━━━ Texto de estudo ━━━

Estas têm, especialmente, que trabalhar no campo, apanhar lenha para cozinhar, carregar água do fontanário ou do rio, carregar pesados sacos com cereais (fruto do trabalho do campo), cuidar dos filhos, cozinhar… A vida da mulher Gumuz é difícil e cheia de sacrifícios e de trabalho árduo.
Reunimo-nos todas as semanas com um grupo de mulheres e elas elegeram um nome para o grupo: “Construtoras da Paz”, nome devido à situação de guerra que temos vivido por mais de dois anos, na nossa zona.
Neste grupo, partilhamos a Palavra de Deus, rezamos pela paz e tomamos juntos um café com a colaboração económica de todas, e fazemo-nos próximos nas experiências de dor e sofrimento que vivemos.
Fortalecemos a amizade, partilhamos sonhos e aspirações para o futuro. Estes encontros dão-nos a possibilidade de nos conhecermos e estar mais perto uns dos outros. É nosso desejo, segundo as nossas possibilidades, desenvolver actividades que possam ajudar as mulheres na parte económica, já que elas têm um papel importante na manutenção da família.

━━━ Dados fornecidos ━━━

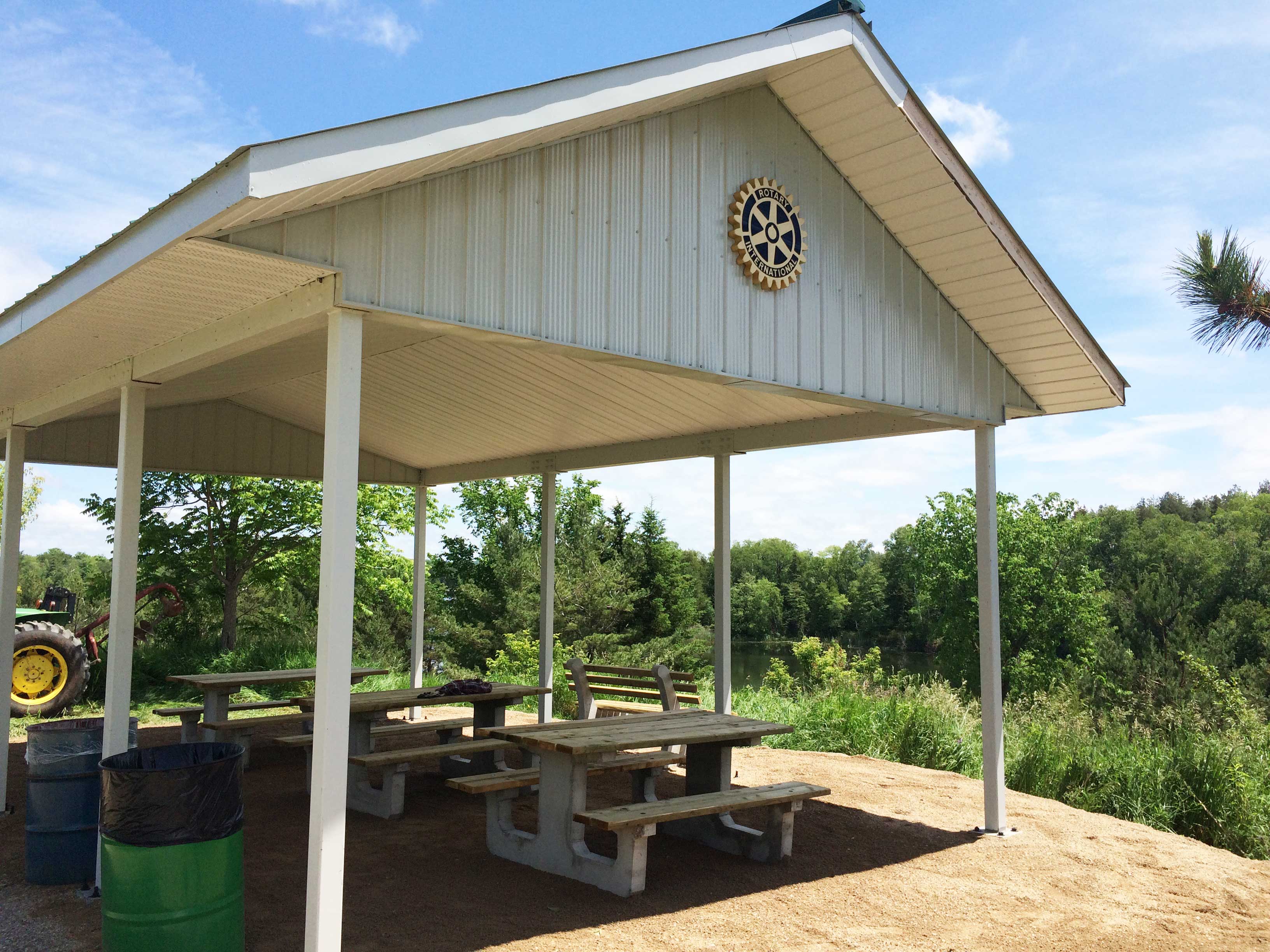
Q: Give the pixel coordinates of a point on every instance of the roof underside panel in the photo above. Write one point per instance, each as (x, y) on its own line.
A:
(189, 286)
(215, 437)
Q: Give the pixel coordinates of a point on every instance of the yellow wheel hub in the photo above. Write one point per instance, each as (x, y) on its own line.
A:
(39, 674)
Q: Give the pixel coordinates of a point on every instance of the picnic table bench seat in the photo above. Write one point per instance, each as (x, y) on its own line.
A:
(189, 716)
(402, 760)
(384, 772)
(528, 777)
(446, 732)
(635, 823)
(399, 729)
(240, 729)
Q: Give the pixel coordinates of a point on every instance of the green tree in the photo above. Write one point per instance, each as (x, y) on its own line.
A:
(1227, 291)
(214, 536)
(32, 488)
(757, 610)
(1051, 598)
(667, 601)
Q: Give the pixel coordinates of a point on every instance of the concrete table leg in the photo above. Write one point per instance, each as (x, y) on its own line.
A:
(709, 771)
(388, 799)
(216, 707)
(559, 846)
(486, 714)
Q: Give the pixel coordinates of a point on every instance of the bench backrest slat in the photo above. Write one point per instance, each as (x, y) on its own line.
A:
(657, 683)
(644, 672)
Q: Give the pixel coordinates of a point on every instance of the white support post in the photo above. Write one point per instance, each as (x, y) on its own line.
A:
(723, 584)
(421, 563)
(547, 597)
(11, 534)
(324, 910)
(990, 630)
(124, 569)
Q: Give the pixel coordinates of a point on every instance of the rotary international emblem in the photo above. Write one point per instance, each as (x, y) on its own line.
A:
(769, 234)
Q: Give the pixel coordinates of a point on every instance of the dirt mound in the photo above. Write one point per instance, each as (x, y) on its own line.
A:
(886, 864)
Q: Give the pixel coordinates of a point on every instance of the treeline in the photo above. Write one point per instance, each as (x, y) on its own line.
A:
(1137, 609)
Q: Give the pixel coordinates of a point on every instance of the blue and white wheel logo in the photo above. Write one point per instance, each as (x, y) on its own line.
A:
(769, 235)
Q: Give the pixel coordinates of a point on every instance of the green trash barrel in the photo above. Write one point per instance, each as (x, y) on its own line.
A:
(172, 850)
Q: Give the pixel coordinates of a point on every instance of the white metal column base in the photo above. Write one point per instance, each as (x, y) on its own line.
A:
(559, 846)
(997, 835)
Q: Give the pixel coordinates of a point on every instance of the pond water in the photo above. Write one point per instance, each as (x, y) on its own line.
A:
(750, 660)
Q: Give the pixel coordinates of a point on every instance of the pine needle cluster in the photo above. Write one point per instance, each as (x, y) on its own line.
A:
(1227, 291)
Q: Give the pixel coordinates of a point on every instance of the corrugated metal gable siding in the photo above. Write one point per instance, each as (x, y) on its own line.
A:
(619, 242)
(523, 299)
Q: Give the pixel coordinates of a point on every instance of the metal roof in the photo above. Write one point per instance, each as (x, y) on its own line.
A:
(160, 277)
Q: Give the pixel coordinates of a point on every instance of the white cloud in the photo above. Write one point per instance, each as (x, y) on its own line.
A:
(1144, 446)
(977, 131)
(101, 125)
(61, 523)
(1187, 27)
(367, 23)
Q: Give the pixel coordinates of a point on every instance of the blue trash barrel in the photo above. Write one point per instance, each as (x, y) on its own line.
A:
(64, 794)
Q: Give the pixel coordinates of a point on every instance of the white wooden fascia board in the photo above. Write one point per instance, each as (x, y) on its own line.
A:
(181, 215)
(830, 429)
(309, 160)
(268, 323)
(511, 340)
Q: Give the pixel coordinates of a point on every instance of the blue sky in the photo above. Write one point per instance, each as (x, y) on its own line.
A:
(1108, 134)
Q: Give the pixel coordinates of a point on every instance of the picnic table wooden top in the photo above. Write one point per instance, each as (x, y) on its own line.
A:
(630, 732)
(230, 679)
(374, 701)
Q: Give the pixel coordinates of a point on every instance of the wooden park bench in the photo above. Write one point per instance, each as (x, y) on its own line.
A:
(657, 684)
(447, 732)
(189, 716)
(696, 817)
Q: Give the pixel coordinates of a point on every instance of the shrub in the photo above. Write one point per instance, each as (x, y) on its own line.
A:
(517, 663)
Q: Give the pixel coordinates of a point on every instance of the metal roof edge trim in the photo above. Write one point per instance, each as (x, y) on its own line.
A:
(328, 155)
(1020, 254)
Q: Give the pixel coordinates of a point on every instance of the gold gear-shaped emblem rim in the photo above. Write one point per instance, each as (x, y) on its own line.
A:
(752, 268)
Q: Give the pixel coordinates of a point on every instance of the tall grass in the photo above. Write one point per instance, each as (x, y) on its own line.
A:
(1208, 784)
(153, 662)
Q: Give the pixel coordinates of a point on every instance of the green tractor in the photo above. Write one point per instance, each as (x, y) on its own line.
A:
(51, 662)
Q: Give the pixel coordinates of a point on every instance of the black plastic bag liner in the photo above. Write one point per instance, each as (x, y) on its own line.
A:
(173, 795)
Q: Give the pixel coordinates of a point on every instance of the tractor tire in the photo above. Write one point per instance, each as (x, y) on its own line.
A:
(50, 669)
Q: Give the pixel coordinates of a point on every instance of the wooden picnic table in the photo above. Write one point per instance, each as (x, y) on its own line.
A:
(489, 711)
(566, 748)
(219, 688)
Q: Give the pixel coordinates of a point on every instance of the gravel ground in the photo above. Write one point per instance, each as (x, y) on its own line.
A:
(887, 862)
(22, 931)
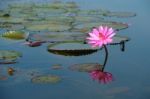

━━━

* **Atividades**
**A)** Enumere os trabalhos que, segundo o texto de estudo, as mulheres Gumuz têm de fazer.
**B)** Transcreva do texto de estudo o trecho que começa em “Reunimo-nos todas as” e segue até “sofrimento que vivemos.”.
Para responder, baseie-se unicamente no texto de estudo.

* **Soluções a seguir**
**A)**
- trabalhar no campo
- apanhar lenha para cozinhar
- carregar água do fontanário ou do rio
- carregar pesados sacos com cereais
- cuidar dos filhos
- cozinhar

**B)**
Reunimo-nos todas as semanas com um grupo de mulheres e elas elegeram um nome para o grupo: “Construtoras da Paz”, nome devido à situação de guerra que temos vivido por mais de dois anos, na nossa zona.
Neste grupo, partilhamos a Palavra de Deus, rezamos pela paz e tomamos juntos um café com a colaboração económica de todas, e fazemo-nos próximos nas experiências de dor e sofrimento que vivemos.